_SOURCE DOCUMENT_.
^^^^^^^^

My tap water (which is well water out of a limestone aquifer) will keep my systems buffered up to about 7.6 when I'm using lots of well water for top ups.  If I switch to using rain water to top up my pH will actually drop to the point that I have to add some buffers back in (like alternate adding some potassium bicarbonate  with using the well water to top up on occasion to keep it buffered to about 6.4.)

Thanks TC, I'll have to hurry as the rainy season is about over. Have thought about this but need a tank and to build some rain gutters and have been away for awhile now. I keep my PH meter in a plastic jar with water, and that waters PH has dropped to 7.4 over 7 weeks time. Then again I haven't been topping off that water. Any chance of my pond dropping? Maybe slower because of the large volume?

Aquaponics naturally lowers pH so unless there is something in the system that is buffering the pH up, it should come down in time.  The harder you work the bio-filter the faster pH tends to drop but if you are topping up with really hard tap water you are essentially adding the buffers in that way so the choices there become, 1-use rain water or 2-soften your water or use an RO filter.

 

When you have adjusted the pH using acid, did the pH always just come right back up the next day?  Or did it stay down until you topped up the system again?

Hi TC, By work the bio-filter I'm thinking your saying some good doses of ammonia and high levels of nitrite? I've been putsing around with low doses. I'm using twice the volume of water I planned to start with, because of the way project all tied together Thought I could find some ammonia here but haven't found any yet. Any idea approx. what percentage rainwater would be needed? The RO filters I looked into seemed to use quite a lot of water. The water soften idea is new to me, any idea how? I will get some bottle water and test my rocks again.
PH seems to come up pretty quick maybe a day or 2, I'm afraid that answer is not good for me.
TCLynx said:

Aquaponics naturally lowers pH so unless there is something in the system that is buffering the pH up, it should come down in time.  The harder you work the bio-filter the faster pH tends to drop but if you are topping up with really hard tap water you are essentially adding the buffers in that way so the choices there become, 1-use rain water or 2-soften your water or use an RO filter.

 

When you have adjusted the pH using acid, did the pH always just come right back up the next day?  Or did it stay down until you topped up the system again?

^^^^^^^^

_INFORMATION PROVIDED_.
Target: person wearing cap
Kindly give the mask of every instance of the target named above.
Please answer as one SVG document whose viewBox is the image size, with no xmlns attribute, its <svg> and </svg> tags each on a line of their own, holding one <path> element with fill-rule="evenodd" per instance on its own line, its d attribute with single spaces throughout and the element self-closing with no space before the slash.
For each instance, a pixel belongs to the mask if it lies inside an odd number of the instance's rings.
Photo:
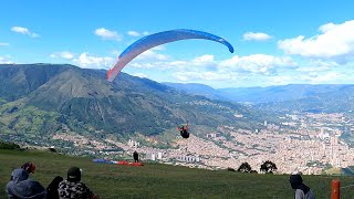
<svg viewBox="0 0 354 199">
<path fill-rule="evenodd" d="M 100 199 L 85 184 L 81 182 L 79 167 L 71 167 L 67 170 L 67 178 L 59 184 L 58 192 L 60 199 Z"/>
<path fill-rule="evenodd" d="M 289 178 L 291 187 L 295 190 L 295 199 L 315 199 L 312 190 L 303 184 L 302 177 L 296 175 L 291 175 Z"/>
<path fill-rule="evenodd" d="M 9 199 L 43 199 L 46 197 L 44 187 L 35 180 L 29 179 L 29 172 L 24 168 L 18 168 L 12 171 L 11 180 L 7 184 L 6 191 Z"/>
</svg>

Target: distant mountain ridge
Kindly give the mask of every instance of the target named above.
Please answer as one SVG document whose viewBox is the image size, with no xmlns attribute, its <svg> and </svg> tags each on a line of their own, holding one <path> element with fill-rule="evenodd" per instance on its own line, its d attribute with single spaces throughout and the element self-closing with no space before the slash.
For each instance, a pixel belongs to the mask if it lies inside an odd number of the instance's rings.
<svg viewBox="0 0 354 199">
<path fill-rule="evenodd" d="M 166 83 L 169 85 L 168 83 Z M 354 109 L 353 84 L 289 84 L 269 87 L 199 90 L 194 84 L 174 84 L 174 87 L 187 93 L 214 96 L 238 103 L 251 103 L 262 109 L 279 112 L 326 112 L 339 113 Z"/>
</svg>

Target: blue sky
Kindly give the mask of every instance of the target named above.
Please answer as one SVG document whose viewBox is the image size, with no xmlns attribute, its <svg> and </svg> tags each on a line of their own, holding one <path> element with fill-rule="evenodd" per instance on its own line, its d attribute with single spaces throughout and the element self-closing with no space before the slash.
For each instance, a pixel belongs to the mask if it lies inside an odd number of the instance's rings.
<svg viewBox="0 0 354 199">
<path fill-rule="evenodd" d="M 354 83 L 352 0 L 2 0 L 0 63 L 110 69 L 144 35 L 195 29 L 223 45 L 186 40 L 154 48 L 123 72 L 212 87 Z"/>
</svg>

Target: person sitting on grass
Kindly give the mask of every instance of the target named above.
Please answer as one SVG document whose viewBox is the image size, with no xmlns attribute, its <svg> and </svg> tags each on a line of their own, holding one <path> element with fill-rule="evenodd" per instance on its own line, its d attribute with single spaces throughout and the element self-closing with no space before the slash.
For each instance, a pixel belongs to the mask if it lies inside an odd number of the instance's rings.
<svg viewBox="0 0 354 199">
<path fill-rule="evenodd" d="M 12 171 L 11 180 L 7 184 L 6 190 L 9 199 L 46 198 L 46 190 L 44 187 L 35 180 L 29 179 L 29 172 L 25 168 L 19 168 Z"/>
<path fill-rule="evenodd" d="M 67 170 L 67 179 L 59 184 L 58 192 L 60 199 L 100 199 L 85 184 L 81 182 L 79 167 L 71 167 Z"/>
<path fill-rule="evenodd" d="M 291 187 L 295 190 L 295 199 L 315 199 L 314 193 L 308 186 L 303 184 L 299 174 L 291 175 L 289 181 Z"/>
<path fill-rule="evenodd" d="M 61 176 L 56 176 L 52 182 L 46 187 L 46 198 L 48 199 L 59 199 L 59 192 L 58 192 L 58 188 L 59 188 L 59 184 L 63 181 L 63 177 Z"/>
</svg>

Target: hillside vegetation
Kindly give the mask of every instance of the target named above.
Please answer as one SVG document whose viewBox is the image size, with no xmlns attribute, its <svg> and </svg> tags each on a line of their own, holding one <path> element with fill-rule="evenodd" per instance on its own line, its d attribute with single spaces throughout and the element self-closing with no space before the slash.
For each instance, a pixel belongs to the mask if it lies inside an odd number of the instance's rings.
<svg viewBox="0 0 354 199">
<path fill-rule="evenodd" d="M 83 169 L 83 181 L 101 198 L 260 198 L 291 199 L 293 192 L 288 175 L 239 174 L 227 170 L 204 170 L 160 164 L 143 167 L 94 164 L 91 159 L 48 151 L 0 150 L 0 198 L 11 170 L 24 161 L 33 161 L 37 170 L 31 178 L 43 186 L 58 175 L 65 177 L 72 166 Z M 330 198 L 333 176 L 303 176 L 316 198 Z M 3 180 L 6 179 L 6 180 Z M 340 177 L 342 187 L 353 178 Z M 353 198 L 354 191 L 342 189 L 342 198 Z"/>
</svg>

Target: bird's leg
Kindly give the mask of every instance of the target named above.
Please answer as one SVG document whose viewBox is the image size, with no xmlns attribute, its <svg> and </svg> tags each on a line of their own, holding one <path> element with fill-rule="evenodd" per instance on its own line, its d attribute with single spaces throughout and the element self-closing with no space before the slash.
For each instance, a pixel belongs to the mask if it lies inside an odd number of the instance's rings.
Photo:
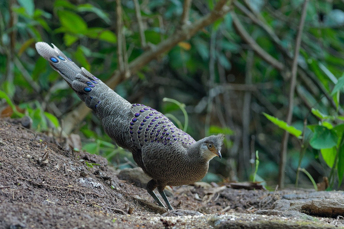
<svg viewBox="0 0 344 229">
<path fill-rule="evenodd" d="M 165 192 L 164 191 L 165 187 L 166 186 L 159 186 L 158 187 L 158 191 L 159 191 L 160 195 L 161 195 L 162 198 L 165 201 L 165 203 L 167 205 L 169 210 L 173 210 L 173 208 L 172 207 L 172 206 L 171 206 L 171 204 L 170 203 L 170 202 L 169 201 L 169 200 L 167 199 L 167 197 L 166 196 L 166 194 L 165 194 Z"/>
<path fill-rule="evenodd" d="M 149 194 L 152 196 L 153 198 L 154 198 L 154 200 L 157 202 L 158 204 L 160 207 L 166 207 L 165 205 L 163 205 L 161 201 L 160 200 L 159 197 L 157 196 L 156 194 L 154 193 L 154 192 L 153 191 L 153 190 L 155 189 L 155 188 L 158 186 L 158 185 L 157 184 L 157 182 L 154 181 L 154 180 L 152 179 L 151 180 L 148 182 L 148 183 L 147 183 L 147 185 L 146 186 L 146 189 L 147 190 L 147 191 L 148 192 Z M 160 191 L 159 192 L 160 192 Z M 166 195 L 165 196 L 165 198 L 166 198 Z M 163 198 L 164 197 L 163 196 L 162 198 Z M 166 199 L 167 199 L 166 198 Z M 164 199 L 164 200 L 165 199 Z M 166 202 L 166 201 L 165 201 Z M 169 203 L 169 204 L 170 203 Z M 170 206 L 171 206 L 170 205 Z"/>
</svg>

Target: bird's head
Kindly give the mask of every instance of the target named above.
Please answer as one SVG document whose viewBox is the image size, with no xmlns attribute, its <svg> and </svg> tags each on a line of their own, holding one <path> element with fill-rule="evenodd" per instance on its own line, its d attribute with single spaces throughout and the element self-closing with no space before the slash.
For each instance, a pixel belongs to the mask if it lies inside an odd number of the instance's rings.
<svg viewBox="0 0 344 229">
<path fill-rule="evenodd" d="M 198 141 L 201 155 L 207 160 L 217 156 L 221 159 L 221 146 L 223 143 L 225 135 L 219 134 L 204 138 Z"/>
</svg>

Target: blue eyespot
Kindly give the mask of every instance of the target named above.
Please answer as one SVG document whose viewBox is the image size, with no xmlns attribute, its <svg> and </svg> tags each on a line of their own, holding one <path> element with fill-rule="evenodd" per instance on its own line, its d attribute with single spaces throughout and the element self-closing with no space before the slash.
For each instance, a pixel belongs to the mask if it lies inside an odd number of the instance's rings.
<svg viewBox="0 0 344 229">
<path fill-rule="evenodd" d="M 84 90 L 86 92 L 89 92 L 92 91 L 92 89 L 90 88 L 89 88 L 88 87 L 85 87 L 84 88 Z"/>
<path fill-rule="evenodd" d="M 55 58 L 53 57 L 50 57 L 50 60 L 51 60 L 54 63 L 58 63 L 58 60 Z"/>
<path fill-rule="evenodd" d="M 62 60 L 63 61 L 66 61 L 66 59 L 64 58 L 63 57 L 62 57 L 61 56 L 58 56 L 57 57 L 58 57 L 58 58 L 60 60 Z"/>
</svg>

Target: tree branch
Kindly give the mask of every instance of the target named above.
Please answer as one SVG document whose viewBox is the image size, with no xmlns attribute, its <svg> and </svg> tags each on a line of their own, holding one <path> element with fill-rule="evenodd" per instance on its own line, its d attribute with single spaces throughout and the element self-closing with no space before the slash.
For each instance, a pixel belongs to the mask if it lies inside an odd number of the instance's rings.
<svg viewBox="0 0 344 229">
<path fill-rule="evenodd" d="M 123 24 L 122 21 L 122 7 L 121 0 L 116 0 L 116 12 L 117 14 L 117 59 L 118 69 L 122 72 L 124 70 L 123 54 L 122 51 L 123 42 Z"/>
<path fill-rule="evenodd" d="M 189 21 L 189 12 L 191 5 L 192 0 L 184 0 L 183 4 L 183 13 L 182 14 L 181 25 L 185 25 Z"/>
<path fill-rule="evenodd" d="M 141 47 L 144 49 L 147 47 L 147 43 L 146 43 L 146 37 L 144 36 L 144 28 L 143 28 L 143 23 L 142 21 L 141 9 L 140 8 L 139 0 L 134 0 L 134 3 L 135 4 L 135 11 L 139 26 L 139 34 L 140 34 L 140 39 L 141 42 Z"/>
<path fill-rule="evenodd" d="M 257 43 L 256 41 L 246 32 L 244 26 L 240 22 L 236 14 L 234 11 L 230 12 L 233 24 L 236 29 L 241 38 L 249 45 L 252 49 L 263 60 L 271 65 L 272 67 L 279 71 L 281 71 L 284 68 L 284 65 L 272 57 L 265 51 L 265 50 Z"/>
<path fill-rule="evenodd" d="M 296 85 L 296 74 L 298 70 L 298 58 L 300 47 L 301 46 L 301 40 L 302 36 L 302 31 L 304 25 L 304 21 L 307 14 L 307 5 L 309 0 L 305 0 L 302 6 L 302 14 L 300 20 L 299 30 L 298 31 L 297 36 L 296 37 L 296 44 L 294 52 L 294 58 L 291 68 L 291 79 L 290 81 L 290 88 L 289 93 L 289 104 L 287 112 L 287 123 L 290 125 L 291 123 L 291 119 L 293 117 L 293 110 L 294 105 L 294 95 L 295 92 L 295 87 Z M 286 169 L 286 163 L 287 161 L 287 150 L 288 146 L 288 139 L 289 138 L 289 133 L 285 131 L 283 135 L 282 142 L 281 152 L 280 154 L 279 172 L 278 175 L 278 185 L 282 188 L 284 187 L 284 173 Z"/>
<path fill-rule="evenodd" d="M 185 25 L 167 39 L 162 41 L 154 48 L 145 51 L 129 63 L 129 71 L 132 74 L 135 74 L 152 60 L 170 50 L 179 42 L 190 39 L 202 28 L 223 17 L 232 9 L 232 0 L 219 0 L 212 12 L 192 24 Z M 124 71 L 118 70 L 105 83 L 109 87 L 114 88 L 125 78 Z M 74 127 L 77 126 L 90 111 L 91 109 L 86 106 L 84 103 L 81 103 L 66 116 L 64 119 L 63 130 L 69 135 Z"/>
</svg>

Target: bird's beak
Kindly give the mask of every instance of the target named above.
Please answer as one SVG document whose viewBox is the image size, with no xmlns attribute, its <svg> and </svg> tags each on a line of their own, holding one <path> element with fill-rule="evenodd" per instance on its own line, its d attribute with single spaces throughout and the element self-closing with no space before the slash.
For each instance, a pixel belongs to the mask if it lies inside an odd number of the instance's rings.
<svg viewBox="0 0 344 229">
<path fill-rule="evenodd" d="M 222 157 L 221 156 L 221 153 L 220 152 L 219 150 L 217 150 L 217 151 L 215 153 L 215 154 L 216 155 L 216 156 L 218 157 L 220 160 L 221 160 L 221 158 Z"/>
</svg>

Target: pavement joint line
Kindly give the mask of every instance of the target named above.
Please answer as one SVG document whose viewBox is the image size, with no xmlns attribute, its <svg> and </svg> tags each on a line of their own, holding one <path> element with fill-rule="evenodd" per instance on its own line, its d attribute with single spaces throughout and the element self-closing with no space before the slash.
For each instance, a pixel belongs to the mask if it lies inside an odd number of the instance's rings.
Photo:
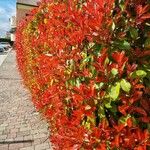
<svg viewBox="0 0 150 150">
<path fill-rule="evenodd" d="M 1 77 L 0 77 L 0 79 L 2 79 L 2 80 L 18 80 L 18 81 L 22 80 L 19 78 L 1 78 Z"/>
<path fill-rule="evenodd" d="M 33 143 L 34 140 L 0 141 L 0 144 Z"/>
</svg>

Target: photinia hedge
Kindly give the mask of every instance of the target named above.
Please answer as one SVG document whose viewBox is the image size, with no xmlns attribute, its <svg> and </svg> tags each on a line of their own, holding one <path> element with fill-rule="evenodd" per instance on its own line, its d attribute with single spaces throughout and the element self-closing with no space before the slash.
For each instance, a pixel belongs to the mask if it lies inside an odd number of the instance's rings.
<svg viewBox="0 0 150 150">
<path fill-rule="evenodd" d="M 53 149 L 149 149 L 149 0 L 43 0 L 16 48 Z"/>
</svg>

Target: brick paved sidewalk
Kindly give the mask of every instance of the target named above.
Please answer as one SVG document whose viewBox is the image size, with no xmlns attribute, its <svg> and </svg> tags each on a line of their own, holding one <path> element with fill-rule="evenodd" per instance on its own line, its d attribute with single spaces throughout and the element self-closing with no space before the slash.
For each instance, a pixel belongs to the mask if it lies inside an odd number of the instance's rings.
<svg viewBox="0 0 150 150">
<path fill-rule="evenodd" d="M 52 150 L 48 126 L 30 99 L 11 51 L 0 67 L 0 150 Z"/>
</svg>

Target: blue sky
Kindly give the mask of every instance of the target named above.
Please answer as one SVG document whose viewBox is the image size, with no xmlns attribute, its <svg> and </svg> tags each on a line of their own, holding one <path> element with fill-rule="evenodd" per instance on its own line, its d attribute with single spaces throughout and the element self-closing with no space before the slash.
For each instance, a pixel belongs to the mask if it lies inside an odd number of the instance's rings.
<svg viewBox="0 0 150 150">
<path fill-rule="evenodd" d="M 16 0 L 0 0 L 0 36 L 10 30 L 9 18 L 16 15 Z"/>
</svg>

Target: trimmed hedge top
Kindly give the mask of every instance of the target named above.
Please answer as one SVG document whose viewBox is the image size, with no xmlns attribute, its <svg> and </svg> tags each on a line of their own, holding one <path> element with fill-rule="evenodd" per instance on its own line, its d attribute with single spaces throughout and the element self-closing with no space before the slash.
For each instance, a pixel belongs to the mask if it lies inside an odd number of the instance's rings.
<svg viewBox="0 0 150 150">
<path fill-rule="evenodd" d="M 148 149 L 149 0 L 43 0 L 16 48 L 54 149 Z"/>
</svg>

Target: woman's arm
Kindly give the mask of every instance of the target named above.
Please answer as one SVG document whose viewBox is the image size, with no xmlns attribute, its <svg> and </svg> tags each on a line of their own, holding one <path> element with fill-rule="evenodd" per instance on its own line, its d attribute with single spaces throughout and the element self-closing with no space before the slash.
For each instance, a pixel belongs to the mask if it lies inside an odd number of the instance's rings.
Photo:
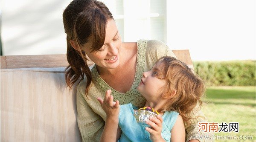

^^^^^^^^

_DIRECTIONS_.
1 > List every pH value written as a number in the aquaponics pH discussion.
2 > Continue the aquaponics pH discussion from its last sentence.

_OUTPUTS IN ORDER_.
1 > 7.6, 6.4, 7.4

2 >
I don't have numbers because it depends on so many things as to how much rain water it would take.  Do you know how much water you top the system up with?  I know that if I use rain water to top up my 300 gallon system for a month the pH definitely drops compared to if I'm topping up with my well water.

 

Now I know of people who say they have done things like add a couple oak logs (like pieces of fire wood) into their tanks to help lower pH.  I'm testing that idea out on one of my systems right now but It hasn't been a week yet so I'm not seeing any results.

 

A water softener that removes minerals from the water (like for keeping lime scale from building up in your water heater and such) can work but it will likely also add some salt to your water so it may not be that great.

 

RO filters can be costly which is why I haven't gone that way myself but I'm having issues with lack of rain too.

I tested my gravel in bottled water PH 6.5. After 12 hrs. was up to 7.2, after 3 days 7.4. So seems my gravel is good. Now after several doses of rainwater and enough muriatic for a .1 drop. I'm still at 8.3. Seems either the ferrocement tank did not seal effectively with the pool paint 1 coat. My well water just way too hard. Or hopefully its something in the system cycle up holding it high for now. Will anything grow in ph 8 system? Any other ideas ? Thanks!!

if the weather is cool, I hope you like water cress.  Granted my system was 7.6 but watercress went mad last winter for me.  In summer I seem to do well with water chestnuts in full sun and several inches of water over the gravel in a constant flood bed.  I've managed to grow bananas to the point of cracking grow beds in that 7.6 system as well.

Coming to terms with the idea I may have to empty everything and maybe another coat of pool paint uhg! Stuff is over 100 a gallon here which is why I only used one coat, it did seem to cover well.
If you are using concrete you may need to create a barrier between the concrete and the water to prevent leaching. I do not know if paint is the best product to use. When I had the same problem with my ferrocement tanks I had to drain the system and coat the concrete. I found paraffin to be the best and cheapest option. I melted the paraffin in am old pot and painted it onto the concrete. Then melted I the paraffin into the concrete with a torch. Now water beads off the sides of the tanks and I have never had a pH issue since.
Thanks Chris, The odd thing is I just poured Muriatic on the side of the tank in a few places and it did not foam at all. The test on the paint tells me its sealed cause ya know what happens when acid hits concrete. Whereas what I spilled on the gravel did. But I tested the gravel with bottle water and it only came up to ph 7.4 after 3 days. There are a very few pieces of clay like crumbly stone that really fiizz with acid. This ph part is quite complexing.

Chris Smith said:
 If you are using concrete you may need to create a barrier between the concrete and the water to prevent leaching. I do not know if paint is the best product to use. When I had the same problem with my ferrocement tanks I had to drain the system and coat the concrete. I found paraffin to be the best and cheapest option. I melted the paraffin in am old pot and painted it onto the concrete. Then melted I the paraffin into the concrete with a torch. Now water beads off the sides of the tanks and I have never had a pH issue since.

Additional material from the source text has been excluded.